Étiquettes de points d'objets

----

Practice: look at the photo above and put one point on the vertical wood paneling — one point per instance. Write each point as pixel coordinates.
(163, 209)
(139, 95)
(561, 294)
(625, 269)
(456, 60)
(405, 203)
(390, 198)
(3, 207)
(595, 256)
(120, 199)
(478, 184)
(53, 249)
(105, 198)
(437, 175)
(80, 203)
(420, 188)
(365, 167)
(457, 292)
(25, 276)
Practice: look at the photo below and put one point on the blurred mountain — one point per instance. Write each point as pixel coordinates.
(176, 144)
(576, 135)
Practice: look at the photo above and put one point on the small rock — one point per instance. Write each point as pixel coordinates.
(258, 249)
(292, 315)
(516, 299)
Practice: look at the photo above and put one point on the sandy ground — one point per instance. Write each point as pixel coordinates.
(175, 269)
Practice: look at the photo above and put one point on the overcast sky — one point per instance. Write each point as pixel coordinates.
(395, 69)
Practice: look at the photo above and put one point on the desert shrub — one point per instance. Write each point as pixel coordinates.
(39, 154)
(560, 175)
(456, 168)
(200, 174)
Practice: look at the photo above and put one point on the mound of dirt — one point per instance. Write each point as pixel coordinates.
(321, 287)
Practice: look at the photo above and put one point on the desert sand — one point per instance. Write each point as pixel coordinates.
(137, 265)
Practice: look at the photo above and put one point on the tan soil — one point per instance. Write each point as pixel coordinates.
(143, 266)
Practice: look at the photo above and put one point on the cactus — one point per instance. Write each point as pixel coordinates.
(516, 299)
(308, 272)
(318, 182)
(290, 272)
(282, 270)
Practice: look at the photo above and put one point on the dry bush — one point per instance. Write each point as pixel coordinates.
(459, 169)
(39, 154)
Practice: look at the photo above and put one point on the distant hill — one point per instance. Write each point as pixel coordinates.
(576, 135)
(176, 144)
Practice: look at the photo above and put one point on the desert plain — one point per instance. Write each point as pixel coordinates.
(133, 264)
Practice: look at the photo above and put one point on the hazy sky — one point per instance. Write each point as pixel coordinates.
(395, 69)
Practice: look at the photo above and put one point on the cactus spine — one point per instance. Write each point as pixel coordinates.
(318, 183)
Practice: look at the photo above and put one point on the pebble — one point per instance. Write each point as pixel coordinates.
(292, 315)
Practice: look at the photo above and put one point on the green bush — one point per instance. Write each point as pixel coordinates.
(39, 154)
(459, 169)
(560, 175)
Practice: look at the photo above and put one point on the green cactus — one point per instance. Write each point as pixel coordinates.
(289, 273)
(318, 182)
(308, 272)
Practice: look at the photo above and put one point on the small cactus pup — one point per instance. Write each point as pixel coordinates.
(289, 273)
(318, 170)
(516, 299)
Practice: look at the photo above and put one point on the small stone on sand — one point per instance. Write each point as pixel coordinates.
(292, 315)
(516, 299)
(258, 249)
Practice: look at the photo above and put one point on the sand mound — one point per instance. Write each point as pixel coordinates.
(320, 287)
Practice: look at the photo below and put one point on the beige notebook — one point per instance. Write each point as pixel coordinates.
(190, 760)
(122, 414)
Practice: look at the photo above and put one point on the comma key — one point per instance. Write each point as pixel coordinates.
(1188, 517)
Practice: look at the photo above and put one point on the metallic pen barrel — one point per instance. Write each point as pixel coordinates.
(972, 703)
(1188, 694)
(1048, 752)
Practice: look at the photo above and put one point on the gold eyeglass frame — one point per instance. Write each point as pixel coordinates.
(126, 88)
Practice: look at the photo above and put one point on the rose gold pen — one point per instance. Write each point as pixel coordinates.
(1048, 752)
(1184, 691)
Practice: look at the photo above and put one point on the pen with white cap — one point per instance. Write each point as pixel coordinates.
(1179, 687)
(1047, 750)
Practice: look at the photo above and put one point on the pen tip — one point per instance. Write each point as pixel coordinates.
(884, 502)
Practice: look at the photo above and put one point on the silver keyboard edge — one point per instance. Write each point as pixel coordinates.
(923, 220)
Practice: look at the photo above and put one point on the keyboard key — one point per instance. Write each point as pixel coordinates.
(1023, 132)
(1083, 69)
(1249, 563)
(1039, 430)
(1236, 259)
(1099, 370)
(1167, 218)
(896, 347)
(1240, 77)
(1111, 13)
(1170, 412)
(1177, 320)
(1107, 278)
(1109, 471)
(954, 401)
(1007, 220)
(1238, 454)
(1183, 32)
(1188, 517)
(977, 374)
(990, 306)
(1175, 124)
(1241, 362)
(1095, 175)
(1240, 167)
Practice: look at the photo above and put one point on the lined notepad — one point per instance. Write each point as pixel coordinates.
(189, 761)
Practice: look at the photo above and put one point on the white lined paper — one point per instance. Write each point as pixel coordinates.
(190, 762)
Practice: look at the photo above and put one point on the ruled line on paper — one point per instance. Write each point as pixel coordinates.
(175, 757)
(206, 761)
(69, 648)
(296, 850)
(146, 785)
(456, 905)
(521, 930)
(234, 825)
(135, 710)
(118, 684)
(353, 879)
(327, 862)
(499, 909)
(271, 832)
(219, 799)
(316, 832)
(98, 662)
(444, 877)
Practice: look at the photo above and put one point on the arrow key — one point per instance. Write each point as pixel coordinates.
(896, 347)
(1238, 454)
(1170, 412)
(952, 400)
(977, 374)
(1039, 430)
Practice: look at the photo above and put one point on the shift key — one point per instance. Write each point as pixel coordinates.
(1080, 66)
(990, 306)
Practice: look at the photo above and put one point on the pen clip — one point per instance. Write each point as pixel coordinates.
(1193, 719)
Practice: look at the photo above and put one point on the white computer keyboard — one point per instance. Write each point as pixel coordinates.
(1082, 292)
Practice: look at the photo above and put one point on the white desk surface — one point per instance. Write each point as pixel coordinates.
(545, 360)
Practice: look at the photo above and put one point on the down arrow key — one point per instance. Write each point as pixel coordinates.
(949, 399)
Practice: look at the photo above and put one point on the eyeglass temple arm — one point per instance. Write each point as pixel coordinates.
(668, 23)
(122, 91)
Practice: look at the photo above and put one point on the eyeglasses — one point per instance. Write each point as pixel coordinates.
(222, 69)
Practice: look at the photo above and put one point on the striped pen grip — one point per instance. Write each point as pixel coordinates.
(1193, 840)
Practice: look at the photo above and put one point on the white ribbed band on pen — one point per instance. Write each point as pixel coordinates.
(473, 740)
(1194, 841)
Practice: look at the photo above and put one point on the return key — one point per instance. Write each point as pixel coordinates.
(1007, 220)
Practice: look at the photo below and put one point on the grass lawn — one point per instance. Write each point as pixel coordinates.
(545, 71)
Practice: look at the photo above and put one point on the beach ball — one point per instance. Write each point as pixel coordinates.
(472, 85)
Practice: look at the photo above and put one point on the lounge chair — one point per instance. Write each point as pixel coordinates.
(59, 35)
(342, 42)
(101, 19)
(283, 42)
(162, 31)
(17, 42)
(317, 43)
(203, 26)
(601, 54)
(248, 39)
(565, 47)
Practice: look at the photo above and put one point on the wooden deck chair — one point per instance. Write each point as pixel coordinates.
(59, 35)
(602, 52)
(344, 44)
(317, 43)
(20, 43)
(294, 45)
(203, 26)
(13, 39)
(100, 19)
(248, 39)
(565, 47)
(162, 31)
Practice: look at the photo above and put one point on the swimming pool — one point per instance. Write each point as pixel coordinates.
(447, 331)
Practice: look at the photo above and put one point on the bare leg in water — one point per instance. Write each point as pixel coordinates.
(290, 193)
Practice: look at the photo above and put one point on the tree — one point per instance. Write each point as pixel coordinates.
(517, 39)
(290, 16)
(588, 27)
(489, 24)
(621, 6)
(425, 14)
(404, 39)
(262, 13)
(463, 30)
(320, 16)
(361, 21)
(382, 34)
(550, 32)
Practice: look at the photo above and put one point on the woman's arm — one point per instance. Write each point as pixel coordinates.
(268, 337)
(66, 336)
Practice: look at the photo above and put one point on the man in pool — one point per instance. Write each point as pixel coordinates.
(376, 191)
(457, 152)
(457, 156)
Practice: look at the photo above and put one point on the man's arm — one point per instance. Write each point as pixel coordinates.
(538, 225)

----

Consigne: Convertissez le matériel, de la ligne contenant « on the arrow » jusqu'à la ligne contenant « (1193, 840) » incluse, en un CSV à deux colonnes nommées enonce et reponse, avec une rangée par énoncé. Mettez chaque champ entre guillemets et remplacez les retours à la ligne par des espaces.

Réponse:
enonce,reponse
"Practice: look at the photo above and put one point on the arrow key — one point per instance. Write each point as pixel coordinates.","(896, 347) (1238, 454) (1170, 412) (952, 400) (977, 374) (1039, 430)"
"Practice: look at the photo above and put one point on the shift key — one point per instance. Write each point as pixel coordinates.","(1080, 66) (990, 306)"
"Practice: look at the photo above and put one point on the pen clip — one point per instance. Write each point as pixel coordinates.","(1193, 719)"
"Practice: look at the photo above and put one point on the white computer keyboard — one point per instance. Write each point as pixel coordinates.","(1082, 292)"
"Practice: look at the photo above and put one point on the white desk surface — one point per instance. Write each point as pixel coordinates.","(545, 360)"
"Practice: look at the photo above and put one point on the down arrow key — one point per instance. Write each point as pixel coordinates.","(949, 399)"
"Practice: look at the photo above and put one point on the eyeglass temple arm — one point per instance. Write each point as pixel coordinates.","(668, 23) (122, 91)"
"Practice: look at the photo above and put one point on the eyeglasses — one point per instance. Write each point as pixel coordinates.","(222, 69)"
"Practice: look at the photo above and put one point on the striped pen grip — one point per instance. Write each point as pixel coordinates.","(1193, 840)"